Top of Exercise material
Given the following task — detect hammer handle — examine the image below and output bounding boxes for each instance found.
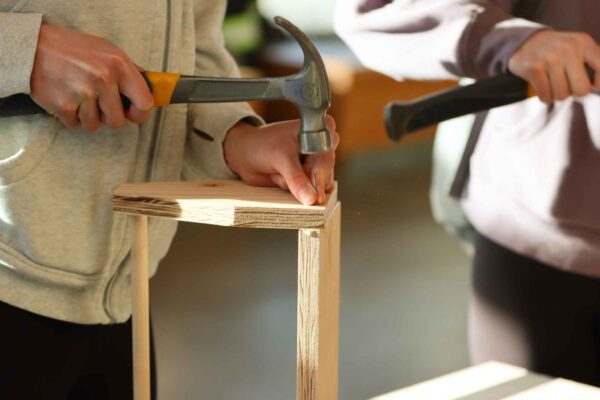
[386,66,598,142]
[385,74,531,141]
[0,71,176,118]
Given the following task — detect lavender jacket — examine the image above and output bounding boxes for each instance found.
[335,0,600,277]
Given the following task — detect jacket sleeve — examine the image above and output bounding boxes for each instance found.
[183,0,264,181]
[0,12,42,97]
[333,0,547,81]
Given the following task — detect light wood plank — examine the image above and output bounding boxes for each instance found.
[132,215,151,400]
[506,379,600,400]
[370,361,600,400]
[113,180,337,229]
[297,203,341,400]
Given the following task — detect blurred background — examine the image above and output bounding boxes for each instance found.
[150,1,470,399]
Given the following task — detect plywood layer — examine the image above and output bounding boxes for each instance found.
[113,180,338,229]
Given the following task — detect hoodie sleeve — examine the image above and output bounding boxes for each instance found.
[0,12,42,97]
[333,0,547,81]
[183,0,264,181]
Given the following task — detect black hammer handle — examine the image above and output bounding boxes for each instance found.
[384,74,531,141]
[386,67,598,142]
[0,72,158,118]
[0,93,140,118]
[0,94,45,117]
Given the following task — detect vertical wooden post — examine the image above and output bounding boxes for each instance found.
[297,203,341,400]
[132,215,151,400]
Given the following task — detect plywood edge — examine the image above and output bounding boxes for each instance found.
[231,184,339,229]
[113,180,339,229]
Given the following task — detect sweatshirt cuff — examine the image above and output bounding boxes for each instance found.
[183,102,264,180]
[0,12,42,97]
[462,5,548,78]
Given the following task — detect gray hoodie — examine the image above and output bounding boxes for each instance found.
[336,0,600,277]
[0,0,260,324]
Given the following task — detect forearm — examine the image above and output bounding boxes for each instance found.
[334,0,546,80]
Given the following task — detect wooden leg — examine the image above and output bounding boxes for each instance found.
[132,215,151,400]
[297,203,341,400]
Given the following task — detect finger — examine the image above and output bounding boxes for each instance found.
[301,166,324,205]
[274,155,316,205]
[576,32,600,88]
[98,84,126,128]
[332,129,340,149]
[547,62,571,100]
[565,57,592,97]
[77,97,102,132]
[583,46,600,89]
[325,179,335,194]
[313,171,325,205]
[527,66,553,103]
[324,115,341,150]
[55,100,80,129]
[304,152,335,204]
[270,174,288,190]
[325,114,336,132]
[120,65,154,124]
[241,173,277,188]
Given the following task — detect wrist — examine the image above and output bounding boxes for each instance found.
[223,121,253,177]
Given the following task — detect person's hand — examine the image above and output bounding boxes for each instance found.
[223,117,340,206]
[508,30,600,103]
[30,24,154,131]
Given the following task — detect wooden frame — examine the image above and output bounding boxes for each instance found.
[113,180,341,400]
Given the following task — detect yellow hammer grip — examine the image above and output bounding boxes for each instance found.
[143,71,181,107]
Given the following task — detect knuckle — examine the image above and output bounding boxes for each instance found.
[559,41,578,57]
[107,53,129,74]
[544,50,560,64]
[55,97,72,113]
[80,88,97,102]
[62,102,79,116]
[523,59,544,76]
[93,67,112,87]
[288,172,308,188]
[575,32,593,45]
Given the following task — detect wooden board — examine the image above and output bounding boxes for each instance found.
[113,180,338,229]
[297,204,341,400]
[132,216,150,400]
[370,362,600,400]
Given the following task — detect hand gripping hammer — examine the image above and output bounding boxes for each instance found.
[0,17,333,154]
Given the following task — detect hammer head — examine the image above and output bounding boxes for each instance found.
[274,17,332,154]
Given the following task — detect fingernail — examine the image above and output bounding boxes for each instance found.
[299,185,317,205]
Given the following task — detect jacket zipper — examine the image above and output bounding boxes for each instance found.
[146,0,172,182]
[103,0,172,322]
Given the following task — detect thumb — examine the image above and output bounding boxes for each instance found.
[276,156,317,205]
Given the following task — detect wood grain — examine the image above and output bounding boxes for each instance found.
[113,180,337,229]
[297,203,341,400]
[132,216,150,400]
Bottom of Exercise material
§ What is needed: Pictures aside, reproduce all of the data exactly.

§ Your solution:
Given the following task — detect hammer handle — examine the image below and output bounding boxes for each instance found.
[386,66,598,142]
[385,74,531,141]
[0,71,176,118]
Given the following task — detect lavender jacket — examine the image above and output bounding boxes for each instance found.
[335,0,600,277]
Given the following task — detect jacket sleeve — examine the image above and output bounding boxes for each instance found.
[183,0,264,181]
[0,12,42,97]
[333,0,547,81]
Given the following task — detect light wood plank — examine the image above and output bounding boxes for each instance found.
[132,215,151,400]
[506,379,600,400]
[370,361,600,400]
[113,180,337,229]
[297,203,341,400]
Given the following task — detect blurred background — examine the image above and output bounding boxes for each instance found.
[150,1,470,399]
Given the following task — detect plywood layer — examine the image above and output bounding boxes for each instance found.
[113,180,338,229]
Given the following task — detect hoodie sleeve — examine the image above and output bounding boxes for each instance found.
[0,12,42,97]
[333,0,547,81]
[183,0,264,181]
Given the following task — detect black hammer handle — examine the image above and output bounding boxes for each instance found.
[384,74,531,141]
[386,67,598,142]
[0,72,158,118]
[0,93,140,118]
[0,94,45,117]
Given the following task — detect vertical wooden post — examine the image above and output bounding boxes for each instance found.
[297,203,341,400]
[132,215,151,400]
Given the following task — detect plywood edge — examine the image above and output bounding boxes for each instance found.
[231,184,339,229]
[113,180,339,229]
Given the following task — detect sweatshirt cuff — examine the image above and output bounding boxes for each instance found.
[183,102,264,180]
[0,12,42,97]
[462,5,548,78]
Given the following task — detect gray hoodie — examine the image above and output bounding boxes for each instance found.
[336,0,600,277]
[0,0,260,324]
Given the following task — detect forearm — examine the image above and output bounding boxes for each instance found.
[334,0,546,80]
Given the following task — detect wooden leg — examine the image above and output bounding boxes for each instance found.
[132,215,151,400]
[297,203,341,400]
Given the following task — detect finger — examine the image above and output bounding boxes for each instance found.
[301,166,324,205]
[274,155,316,205]
[576,32,600,88]
[98,84,126,128]
[332,129,340,149]
[547,62,571,100]
[565,57,592,97]
[77,97,102,132]
[583,46,600,89]
[325,179,335,194]
[313,171,325,205]
[527,66,553,103]
[324,115,341,150]
[55,100,80,129]
[304,152,335,204]
[270,174,288,190]
[325,114,336,132]
[120,65,154,124]
[241,173,277,188]
Given the following task — detect wrist — examine the image above and output bounding boxes for each instance found.
[223,121,253,177]
Given the following task — detect person's hand — examine the image above and output bounding boxes for each instance found.
[223,117,340,206]
[508,30,600,103]
[30,24,154,131]
Given the following task — detect wooden frame — examine the image above and output bounding boxes for each instance found.
[113,180,341,400]
Given the following task — detect yellow hammer grip — examine the image above and output bounding boxes for each instance found.
[143,71,181,107]
Given the following task — detect knuckle — examine the image above and output bounding boxes for each instance found.
[559,41,578,57]
[107,53,129,74]
[544,50,560,64]
[55,97,72,113]
[80,88,97,102]
[62,102,79,116]
[523,59,544,76]
[93,67,112,87]
[288,172,308,188]
[575,32,593,45]
Given the following task — detect wooden board — examine the image above and output bounding boxes for each instance found.
[113,180,338,229]
[297,204,341,400]
[132,216,150,400]
[370,362,600,400]
Given the following task — detect hand gripping hammer — examine the image above and output bounding boxes for each instance found.
[0,17,333,154]
Given the following task — detect hammer head — examine the image above and output bounding boxes for each instance found.
[274,17,332,154]
Given the following task — detect fingernail — examine the image above and output bounding boxes for each instance found.
[299,185,317,205]
Given the following task — detect jacket zipper — examine the image above and output bounding boxes for each instance found.
[146,0,172,182]
[103,0,172,322]
Given the following task — detect thumb — examine the image above and output bounding boxes for each instance found.
[276,156,317,205]
Given the following task — detect wood grain — examine the image above and output bounding boxes for each instance found.
[113,180,337,229]
[297,203,341,400]
[132,216,150,400]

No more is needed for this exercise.